Problem to work on:
Please put the items below, from the line with "Pick out the window" through the end of the items, into a two-column CSV with one row per item: its text under instruction and its answer under points. Quote each field and turn any line breaks inside it into spaces.

Entries supplied:
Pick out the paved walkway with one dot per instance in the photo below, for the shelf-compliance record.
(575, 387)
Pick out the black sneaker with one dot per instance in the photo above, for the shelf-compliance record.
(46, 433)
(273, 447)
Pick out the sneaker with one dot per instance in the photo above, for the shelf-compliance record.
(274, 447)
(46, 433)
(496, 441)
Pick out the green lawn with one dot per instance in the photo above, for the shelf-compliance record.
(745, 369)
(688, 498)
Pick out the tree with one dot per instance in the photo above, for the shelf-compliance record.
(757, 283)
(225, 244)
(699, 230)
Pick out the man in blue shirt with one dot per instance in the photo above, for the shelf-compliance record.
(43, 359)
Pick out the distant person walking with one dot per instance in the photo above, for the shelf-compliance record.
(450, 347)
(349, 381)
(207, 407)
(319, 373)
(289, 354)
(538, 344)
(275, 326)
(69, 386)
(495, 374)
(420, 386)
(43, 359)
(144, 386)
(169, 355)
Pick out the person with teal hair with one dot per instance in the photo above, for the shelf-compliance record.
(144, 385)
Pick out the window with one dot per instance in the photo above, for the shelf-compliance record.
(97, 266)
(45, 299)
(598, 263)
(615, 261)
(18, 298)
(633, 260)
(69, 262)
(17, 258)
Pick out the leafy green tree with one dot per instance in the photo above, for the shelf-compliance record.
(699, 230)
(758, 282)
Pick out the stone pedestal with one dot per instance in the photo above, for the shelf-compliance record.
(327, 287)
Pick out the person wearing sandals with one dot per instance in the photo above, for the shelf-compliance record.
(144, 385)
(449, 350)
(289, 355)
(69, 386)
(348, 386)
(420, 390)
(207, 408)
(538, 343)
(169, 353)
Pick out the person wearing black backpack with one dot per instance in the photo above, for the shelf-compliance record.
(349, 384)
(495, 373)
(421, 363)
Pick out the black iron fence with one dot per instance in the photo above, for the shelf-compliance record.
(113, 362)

Solution to this problem:
instruction,points
"Pick out the window with one dot per instance in the photo above, for the shelf-compliance record.","(97, 266) (45, 299) (598, 263) (615, 261) (18, 298) (633, 260) (69, 262) (17, 258)"
"Pick out the leafy green tree with one dot per instance in the photo above, for the shelf-compliance record.","(699, 230) (758, 282)"
"Pick out the stone pedestal with one dot per instance in the photo above, for the shelf-compliance record.","(327, 287)"
"Pick out the person wearing sandals with one dot per instance in the photo above, for the shelf-compliance record.","(144, 385) (449, 350) (289, 355) (69, 386) (348, 386) (420, 390) (207, 408) (538, 343) (169, 353)"
"Pick out the person wearing black backpack with one dot per instance in the photo above, for the shelf-compliance record.","(349, 384) (495, 373) (421, 363)"
"Pick out the black iron fence with one dot per instance in the photo above, for the shelf-compliance record.","(113, 362)"